**Reading text**.
======

# Habitation Door Retainers



## alshymer (Nov 4, 2007)

Hi
I have the latest model Hymer B Class, but the door retainer that hold the door back when open, is useless.
The door doesn't open far enough for the door catch to clip in properly, as the angle is wrong.
I have seen other manufacturer's vans with this same problem.
Has anyone found a satisfactory remedy other than a rope to the wing mirror!!!!
Regards
Alshymer


----------



## mcpezza (Aug 16, 2008)

Hi Alshymer

Our door catch retainer has a spacer fitted. Picture quality a little iffy due to zooming.

BTW it's a Bürstner part.

Regards

Mike


----------



## dragabed (May 24, 2008)

have a look on a site called "moore 4 motors"i think they have a shop on ebay


----------



## charlieivan (Apr 25, 2006)

Changed the one on our old van a couple of times but in the end just used a long bungee strap from handle to mirror. On current van same applies for garage door, just use long bungee strap from door to wheel.


----------



## HarleyDave (Jul 1, 2007)

This looks like it might do the job.

http://www.ebay.co.uk/itm/WHITE-DOO...ccessories&hash=item4abc24eb73#ht_1394wt_1111

Might have to get one myself - I have to use the long bungee to the mirror trick too...

Cheers

Dave


----------



## Penquin (Oct 15, 2007)

Ours has to have a spacer behind it to get it in the right place.....

it also needs to be replaced about every 18 months as they do not hold their shapes brilliantly - rubbish design methinks.......

======

Named-object pointing entries:
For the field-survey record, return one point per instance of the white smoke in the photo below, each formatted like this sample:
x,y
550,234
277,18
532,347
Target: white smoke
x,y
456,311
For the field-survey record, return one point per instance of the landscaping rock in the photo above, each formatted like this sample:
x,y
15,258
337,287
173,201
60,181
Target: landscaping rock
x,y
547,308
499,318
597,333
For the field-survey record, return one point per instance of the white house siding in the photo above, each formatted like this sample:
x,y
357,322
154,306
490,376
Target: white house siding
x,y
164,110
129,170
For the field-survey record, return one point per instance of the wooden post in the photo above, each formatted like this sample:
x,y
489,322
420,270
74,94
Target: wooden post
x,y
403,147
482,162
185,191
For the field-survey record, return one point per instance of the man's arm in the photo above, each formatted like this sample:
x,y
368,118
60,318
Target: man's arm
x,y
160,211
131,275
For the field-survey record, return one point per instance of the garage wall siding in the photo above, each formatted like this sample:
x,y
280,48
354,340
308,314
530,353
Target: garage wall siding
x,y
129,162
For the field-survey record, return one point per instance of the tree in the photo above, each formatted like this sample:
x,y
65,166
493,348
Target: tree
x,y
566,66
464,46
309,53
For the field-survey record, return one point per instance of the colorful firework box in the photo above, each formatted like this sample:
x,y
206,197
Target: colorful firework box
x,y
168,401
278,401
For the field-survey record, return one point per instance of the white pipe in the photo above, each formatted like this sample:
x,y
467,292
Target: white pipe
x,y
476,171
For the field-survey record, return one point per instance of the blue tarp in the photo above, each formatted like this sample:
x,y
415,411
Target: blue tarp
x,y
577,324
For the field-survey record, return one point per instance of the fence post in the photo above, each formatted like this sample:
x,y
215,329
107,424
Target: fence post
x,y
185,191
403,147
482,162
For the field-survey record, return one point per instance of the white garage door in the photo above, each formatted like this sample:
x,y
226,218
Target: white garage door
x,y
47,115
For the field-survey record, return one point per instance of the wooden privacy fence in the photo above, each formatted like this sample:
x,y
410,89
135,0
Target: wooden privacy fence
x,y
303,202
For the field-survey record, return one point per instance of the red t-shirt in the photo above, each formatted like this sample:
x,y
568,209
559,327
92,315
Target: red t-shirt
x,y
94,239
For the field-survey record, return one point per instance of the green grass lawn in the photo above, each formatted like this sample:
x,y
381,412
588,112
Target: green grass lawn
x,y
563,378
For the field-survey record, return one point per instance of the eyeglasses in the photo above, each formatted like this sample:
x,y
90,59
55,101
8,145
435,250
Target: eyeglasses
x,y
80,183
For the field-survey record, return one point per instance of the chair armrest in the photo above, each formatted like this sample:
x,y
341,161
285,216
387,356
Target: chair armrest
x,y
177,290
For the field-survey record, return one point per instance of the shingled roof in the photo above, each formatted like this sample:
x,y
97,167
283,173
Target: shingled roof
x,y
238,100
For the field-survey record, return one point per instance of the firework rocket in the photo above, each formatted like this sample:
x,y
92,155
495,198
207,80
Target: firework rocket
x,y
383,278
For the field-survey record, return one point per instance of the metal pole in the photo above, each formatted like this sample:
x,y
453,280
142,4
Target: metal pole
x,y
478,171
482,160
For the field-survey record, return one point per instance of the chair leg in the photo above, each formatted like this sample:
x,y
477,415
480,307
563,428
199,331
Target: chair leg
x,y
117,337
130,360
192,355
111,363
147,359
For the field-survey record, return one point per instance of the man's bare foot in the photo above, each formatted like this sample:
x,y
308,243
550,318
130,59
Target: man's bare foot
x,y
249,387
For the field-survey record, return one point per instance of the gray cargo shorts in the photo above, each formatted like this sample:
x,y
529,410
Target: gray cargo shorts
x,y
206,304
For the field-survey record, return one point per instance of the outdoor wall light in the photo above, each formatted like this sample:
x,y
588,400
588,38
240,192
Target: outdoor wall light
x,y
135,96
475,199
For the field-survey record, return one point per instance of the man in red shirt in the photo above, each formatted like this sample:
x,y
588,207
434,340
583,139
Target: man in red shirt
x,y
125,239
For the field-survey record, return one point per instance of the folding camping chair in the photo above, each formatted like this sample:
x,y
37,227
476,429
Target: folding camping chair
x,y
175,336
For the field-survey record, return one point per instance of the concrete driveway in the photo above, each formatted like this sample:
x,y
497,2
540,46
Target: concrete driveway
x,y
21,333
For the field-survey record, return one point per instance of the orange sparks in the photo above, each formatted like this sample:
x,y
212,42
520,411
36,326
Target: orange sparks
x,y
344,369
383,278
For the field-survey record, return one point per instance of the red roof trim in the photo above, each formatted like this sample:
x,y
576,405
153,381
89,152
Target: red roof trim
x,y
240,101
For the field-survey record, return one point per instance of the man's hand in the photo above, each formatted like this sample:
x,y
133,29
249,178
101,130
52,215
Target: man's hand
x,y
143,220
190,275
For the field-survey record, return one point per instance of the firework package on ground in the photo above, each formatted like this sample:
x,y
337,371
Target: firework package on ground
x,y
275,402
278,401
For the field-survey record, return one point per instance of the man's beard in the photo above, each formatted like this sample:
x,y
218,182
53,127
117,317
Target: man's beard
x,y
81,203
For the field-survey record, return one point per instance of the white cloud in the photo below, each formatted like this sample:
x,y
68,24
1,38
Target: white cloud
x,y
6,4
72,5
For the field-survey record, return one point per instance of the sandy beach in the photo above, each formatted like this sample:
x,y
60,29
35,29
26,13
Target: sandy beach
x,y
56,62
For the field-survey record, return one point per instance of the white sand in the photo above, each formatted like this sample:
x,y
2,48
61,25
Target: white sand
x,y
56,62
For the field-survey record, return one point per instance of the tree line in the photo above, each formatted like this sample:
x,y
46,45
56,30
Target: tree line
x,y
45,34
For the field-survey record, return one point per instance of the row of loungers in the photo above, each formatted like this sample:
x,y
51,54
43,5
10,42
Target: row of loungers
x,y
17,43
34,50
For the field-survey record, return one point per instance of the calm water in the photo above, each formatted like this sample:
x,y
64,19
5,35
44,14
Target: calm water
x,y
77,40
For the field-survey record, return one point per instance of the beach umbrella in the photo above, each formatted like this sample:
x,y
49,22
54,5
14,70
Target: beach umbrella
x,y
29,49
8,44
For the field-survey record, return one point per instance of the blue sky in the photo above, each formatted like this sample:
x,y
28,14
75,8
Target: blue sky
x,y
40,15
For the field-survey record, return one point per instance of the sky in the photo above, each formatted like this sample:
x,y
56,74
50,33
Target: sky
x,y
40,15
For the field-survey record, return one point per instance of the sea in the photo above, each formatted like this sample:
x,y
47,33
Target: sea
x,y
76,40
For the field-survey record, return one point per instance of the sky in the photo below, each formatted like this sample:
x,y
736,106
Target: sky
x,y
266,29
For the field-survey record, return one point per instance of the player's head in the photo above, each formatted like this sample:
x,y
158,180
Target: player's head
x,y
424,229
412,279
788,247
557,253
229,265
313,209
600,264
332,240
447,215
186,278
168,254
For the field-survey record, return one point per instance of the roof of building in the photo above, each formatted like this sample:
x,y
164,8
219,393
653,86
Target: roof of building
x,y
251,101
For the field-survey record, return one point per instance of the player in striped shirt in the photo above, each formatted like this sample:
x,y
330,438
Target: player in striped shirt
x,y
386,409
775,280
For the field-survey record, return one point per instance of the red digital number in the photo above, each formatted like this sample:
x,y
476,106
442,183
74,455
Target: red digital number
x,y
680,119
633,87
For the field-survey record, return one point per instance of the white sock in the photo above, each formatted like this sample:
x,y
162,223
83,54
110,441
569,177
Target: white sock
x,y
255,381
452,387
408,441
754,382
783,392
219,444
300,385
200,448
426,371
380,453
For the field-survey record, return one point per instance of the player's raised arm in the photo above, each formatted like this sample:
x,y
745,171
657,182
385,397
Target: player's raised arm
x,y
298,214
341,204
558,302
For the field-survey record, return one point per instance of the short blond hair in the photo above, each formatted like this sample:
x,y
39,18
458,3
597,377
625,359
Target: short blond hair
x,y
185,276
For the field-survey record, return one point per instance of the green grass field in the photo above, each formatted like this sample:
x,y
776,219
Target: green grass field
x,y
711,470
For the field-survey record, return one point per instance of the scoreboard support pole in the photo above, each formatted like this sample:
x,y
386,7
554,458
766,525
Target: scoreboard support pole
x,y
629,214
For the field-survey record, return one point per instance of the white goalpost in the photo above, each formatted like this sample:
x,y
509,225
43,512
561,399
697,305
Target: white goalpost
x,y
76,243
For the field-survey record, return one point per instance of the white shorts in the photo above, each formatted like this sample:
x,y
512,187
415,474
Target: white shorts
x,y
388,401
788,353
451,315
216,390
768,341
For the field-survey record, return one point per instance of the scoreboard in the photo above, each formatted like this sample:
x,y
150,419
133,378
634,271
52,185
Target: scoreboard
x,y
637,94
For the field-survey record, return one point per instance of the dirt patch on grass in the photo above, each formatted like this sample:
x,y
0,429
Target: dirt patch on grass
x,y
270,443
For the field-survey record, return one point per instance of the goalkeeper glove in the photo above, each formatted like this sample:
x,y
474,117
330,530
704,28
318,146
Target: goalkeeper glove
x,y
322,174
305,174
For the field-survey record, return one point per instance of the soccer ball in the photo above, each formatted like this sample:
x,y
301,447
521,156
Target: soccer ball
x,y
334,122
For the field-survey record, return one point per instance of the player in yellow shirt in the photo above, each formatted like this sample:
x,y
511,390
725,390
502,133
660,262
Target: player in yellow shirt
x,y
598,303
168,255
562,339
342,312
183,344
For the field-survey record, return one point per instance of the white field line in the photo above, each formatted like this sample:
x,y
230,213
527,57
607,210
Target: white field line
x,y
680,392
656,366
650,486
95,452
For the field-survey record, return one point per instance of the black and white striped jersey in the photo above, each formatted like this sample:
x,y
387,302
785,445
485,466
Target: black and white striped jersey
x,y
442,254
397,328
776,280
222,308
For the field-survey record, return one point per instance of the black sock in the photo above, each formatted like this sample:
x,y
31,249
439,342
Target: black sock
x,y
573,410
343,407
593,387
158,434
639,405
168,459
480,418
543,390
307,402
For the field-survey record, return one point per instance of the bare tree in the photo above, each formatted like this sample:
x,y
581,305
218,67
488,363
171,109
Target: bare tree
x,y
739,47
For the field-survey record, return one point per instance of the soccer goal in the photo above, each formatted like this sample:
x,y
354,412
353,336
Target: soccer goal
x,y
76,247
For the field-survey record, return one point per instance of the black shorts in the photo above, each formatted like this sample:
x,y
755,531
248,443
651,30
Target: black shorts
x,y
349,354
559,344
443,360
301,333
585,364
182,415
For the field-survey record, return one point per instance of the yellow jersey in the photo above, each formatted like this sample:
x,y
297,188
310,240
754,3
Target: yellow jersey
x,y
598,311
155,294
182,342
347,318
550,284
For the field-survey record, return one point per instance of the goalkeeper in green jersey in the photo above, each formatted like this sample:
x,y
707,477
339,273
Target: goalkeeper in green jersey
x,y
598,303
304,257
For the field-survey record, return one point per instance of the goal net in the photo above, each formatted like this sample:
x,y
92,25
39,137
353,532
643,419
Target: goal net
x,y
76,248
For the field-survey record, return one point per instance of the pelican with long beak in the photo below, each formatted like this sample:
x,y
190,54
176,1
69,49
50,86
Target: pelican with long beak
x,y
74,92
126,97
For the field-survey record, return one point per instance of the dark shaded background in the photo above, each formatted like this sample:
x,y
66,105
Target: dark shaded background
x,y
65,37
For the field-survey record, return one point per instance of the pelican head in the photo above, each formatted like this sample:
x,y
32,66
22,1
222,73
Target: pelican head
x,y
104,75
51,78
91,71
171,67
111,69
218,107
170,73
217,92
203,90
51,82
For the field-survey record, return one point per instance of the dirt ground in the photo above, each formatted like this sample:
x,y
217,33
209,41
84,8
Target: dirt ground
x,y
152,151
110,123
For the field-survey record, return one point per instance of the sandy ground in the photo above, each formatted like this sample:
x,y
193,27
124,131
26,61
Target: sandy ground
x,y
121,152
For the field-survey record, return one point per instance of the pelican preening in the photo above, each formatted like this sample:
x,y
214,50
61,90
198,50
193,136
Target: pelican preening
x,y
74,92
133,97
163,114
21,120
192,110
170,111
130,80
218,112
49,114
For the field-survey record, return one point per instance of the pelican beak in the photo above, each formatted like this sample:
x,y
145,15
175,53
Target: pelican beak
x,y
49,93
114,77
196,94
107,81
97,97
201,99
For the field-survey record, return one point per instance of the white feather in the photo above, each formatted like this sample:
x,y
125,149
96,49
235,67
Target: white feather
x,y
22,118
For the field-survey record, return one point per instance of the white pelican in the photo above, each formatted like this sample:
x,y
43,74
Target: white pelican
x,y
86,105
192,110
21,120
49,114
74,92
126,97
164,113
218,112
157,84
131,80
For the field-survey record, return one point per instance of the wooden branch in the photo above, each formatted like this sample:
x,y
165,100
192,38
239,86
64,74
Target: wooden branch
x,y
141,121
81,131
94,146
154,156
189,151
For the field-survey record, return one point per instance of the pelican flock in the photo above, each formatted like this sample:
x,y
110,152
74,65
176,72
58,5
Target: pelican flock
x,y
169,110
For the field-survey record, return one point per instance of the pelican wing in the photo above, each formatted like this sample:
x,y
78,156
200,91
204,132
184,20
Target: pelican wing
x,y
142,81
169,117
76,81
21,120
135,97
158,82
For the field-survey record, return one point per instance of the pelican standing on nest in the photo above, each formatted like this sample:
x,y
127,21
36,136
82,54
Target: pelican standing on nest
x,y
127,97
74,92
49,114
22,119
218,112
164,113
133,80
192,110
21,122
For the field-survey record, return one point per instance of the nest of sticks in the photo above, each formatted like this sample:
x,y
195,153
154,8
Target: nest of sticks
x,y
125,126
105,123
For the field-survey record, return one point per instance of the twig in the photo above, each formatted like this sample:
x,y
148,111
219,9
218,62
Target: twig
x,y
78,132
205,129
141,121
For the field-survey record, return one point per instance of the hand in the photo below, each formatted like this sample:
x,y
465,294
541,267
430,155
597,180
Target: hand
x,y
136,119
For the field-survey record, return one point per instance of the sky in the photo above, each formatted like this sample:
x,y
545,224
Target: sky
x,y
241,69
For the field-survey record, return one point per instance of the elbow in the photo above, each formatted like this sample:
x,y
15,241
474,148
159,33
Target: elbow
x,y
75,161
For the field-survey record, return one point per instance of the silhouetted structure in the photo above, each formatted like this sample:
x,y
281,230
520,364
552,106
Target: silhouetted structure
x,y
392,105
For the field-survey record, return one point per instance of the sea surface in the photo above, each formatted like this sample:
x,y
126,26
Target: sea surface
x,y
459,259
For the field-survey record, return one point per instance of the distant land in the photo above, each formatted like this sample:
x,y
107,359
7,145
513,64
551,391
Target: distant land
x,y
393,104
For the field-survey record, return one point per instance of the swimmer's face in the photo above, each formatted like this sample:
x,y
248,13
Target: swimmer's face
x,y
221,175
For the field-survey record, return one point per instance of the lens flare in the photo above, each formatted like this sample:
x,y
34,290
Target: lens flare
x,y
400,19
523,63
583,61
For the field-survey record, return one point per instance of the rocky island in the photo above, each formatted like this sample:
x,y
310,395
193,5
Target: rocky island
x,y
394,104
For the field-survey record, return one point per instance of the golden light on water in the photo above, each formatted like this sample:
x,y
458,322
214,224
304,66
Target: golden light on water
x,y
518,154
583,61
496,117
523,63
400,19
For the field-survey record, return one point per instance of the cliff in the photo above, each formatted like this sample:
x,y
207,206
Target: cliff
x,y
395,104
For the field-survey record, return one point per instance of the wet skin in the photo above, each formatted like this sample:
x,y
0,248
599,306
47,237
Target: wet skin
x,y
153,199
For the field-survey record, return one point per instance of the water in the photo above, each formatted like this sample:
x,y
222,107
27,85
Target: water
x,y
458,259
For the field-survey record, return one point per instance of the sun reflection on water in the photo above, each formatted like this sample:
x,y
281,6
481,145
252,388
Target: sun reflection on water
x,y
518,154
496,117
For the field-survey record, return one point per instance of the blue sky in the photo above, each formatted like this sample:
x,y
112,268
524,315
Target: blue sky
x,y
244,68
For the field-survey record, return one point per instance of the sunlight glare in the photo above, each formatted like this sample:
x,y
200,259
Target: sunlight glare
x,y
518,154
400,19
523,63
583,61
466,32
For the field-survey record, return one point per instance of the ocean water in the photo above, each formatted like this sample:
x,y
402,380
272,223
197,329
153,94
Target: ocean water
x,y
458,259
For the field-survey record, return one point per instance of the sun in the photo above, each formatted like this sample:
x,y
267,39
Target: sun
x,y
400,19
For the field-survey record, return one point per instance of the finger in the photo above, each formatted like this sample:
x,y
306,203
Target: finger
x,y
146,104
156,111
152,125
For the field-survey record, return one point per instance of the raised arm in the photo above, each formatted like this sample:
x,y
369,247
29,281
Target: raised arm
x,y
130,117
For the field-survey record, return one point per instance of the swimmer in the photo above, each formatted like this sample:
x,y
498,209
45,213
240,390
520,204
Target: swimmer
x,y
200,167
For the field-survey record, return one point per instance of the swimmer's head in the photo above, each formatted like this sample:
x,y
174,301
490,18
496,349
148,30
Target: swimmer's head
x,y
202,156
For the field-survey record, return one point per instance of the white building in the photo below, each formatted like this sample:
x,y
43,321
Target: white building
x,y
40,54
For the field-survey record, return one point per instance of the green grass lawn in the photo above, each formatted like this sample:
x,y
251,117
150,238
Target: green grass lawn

======

**Task set**.
- A) Retype the door retainer thread from "## dragabed (May" to "door to wheel.".
- B) Answer these questions using the door retainer thread:
(i) What model of van does alshymer have?
(ii) According to mcpezza, which manufacturer made the door catch retainer with the spacer fitted?
(iii) According to Penquin, how often does the retainer need to be replaced?

**In response**.
- A)
## dragabed (May 24, 2008)

have a look on a site called "moore 4 motors"i think they have a shop on ebay


----------



## charlieivan (Apr 25, 2006)

Changed the one on our old van a couple of times but in the end just used a long bungee strap from handle to mirror. On current van same applies for garage door, just use long bungee strap from door to wheel.

- B)
(i) The latest model Hymer B Class.
(ii) Bürstner.
(iii) About every 18 months.